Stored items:

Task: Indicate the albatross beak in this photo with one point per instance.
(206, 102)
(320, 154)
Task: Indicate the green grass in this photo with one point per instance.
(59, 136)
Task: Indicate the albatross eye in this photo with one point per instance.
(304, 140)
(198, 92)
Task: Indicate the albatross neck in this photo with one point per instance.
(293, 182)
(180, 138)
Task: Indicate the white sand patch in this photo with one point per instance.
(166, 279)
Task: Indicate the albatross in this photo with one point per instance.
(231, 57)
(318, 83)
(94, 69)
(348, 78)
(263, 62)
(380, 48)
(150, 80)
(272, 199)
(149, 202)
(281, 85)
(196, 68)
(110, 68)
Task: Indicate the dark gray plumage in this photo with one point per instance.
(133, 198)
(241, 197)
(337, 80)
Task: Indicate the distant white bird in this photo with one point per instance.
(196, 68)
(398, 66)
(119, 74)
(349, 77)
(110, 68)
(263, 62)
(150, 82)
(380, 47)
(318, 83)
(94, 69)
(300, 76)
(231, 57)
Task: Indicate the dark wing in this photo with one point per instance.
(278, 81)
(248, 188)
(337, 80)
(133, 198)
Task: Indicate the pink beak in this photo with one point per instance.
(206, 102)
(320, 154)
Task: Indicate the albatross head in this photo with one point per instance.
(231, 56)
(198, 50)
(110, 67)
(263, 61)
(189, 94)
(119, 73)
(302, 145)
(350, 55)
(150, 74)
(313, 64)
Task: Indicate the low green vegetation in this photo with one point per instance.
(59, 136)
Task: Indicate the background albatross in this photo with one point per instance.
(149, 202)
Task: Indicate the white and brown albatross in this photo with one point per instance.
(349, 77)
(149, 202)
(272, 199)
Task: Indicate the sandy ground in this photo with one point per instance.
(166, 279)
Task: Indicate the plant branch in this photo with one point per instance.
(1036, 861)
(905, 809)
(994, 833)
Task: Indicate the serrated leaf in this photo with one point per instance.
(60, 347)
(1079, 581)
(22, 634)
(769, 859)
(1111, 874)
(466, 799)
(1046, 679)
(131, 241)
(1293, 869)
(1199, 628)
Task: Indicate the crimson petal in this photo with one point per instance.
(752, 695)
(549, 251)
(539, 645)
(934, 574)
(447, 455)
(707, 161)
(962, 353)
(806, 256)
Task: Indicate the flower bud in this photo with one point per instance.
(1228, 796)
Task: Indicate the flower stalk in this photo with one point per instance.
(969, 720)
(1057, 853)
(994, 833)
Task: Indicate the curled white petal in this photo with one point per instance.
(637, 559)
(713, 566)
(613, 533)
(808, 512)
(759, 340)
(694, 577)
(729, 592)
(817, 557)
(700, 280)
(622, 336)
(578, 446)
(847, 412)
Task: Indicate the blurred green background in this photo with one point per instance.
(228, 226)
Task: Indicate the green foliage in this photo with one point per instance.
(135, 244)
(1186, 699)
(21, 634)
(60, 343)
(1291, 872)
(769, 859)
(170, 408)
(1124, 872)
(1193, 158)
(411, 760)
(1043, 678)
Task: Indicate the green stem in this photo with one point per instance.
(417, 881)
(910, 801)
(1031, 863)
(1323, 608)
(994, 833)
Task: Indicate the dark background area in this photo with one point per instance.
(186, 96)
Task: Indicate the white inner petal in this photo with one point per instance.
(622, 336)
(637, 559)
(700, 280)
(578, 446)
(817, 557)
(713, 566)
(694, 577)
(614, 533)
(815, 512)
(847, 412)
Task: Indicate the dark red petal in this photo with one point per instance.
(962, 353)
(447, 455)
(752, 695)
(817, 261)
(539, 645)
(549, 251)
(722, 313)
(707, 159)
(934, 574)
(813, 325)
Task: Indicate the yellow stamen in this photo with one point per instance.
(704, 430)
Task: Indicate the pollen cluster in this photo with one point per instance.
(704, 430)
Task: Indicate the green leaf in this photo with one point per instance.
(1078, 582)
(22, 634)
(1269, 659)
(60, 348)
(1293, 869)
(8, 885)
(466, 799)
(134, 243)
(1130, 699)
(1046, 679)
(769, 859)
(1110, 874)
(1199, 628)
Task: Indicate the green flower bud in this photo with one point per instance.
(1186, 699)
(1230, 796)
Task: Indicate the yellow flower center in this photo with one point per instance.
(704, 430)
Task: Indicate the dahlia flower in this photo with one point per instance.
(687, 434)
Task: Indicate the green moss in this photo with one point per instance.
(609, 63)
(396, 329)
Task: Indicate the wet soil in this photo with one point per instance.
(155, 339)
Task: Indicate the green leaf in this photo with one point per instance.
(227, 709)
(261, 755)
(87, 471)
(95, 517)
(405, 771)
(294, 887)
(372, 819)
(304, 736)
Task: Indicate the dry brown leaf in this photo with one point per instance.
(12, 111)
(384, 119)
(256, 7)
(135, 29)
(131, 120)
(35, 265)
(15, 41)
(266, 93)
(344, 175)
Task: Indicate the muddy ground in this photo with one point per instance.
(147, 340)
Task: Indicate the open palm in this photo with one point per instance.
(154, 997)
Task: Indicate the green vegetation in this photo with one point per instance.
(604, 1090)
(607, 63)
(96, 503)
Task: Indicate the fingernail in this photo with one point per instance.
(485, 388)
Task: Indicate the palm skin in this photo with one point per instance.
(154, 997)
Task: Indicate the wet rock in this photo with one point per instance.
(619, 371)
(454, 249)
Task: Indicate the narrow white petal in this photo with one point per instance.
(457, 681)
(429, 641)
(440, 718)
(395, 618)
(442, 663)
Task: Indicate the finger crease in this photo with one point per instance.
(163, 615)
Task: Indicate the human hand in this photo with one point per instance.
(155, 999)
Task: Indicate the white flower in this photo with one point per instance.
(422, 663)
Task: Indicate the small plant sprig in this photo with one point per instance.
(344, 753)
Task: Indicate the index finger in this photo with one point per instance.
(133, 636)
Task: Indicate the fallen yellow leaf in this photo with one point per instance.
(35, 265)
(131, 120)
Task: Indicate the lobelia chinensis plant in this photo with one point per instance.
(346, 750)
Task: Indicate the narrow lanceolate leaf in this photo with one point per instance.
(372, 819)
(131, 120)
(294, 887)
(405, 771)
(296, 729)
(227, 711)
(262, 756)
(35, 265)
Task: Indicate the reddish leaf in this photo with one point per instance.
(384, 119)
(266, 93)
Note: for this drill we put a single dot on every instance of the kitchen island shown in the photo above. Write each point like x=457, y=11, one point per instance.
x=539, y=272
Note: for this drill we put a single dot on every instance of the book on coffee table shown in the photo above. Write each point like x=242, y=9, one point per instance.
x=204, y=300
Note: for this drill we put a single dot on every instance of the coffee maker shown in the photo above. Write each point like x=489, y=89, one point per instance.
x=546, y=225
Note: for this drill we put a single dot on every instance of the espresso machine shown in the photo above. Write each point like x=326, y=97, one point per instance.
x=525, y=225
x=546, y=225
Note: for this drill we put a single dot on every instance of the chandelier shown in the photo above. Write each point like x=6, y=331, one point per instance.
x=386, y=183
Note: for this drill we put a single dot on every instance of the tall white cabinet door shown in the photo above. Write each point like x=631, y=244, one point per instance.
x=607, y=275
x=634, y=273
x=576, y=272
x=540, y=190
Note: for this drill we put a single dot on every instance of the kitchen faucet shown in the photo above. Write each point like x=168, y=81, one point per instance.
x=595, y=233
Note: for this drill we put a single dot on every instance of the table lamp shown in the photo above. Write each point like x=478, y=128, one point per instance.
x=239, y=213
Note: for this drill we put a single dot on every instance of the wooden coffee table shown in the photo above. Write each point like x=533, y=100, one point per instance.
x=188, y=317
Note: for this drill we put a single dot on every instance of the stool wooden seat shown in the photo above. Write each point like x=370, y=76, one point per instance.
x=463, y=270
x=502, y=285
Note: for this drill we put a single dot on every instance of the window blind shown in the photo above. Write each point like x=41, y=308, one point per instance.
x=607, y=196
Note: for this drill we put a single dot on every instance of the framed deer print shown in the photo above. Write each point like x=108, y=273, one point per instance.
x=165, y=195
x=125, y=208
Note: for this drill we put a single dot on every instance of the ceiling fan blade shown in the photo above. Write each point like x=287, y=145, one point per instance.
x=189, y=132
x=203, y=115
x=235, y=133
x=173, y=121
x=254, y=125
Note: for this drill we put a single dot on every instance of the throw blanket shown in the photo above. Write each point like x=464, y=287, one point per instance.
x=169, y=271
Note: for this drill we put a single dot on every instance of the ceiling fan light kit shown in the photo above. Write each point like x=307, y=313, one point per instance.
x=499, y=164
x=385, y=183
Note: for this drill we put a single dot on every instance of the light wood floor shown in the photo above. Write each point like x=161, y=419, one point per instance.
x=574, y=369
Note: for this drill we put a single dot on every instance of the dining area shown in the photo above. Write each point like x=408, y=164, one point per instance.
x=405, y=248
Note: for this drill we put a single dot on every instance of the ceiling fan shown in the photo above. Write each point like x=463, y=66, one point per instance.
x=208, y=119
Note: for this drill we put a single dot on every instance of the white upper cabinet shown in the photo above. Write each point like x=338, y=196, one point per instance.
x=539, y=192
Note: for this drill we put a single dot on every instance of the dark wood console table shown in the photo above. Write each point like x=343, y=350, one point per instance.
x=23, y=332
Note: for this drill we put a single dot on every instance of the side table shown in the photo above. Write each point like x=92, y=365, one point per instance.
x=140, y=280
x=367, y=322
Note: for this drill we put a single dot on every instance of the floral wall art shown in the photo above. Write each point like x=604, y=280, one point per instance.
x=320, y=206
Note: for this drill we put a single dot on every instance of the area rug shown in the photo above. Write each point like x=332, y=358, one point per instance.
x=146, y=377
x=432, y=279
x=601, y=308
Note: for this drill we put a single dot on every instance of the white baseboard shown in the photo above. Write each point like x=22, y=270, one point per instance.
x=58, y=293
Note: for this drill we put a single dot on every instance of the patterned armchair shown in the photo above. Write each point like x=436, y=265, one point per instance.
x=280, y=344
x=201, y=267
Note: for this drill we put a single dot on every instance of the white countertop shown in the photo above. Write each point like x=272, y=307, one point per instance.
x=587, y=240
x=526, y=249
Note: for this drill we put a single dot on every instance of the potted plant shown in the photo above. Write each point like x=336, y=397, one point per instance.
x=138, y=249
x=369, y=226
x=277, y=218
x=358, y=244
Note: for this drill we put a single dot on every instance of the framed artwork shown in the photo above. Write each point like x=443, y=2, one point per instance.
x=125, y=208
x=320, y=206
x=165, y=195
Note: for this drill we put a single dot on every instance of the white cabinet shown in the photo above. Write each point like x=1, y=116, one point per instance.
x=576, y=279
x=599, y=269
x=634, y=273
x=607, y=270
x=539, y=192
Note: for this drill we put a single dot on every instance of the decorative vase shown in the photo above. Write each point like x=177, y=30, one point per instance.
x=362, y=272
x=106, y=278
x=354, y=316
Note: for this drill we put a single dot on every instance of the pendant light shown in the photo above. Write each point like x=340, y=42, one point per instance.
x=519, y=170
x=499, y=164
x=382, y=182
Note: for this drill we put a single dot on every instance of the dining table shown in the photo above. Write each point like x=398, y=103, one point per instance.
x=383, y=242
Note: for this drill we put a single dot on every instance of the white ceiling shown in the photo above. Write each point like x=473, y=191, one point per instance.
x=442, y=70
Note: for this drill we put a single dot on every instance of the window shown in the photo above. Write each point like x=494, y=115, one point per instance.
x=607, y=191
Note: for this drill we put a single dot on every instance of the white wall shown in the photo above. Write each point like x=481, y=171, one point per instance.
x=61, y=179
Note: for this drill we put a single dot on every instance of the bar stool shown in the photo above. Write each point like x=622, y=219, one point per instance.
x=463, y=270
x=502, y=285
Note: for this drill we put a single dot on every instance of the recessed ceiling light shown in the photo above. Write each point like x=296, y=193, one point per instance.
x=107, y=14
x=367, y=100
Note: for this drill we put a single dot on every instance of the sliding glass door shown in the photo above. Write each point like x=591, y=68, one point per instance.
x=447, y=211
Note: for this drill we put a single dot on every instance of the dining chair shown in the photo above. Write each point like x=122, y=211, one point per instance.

> Exercise objective:
Please reproduce, without any changes, the stretch of lines in the stored items above from the one containing "y=100, one point per instance." through the one containing "x=385, y=183", both included, and nothing else.

> Exercise response:
Note: for this drill we put a single dot on every instance of the wooden coffee table shown in the photo above. Write each point like x=533, y=100, one point per instance.
x=188, y=317
Note: for this drill we put a single dot on every instance of the stool wooden seat shown in the photo above. Write each point like x=370, y=76, one point per instance.
x=463, y=270
x=502, y=285
Note: for this drill we put a single dot on every instance of the window blind shown in the photo above. Write each point like x=41, y=308, one point per instance.
x=607, y=196
Note: for this drill we put a single dot on every instance of the framed deer print shown in the photo above. Write each point like x=108, y=273, one point per instance.
x=165, y=195
x=125, y=208
Note: for this drill we put a single dot on every instance of the ceiling fan blade shown in the photo above. Write each point like x=287, y=145, one point per instance.
x=189, y=132
x=203, y=115
x=235, y=133
x=173, y=121
x=254, y=125
Note: for this drill we put a single dot on every instance of the throw blanket shown in the photo above. Write each point like x=464, y=287, one point per instance.
x=169, y=271
Note: for this drill we put a single dot on every instance of the ceiling fan light kit shown in the photo above. Write each point like x=307, y=313, one point per instance.
x=499, y=164
x=385, y=183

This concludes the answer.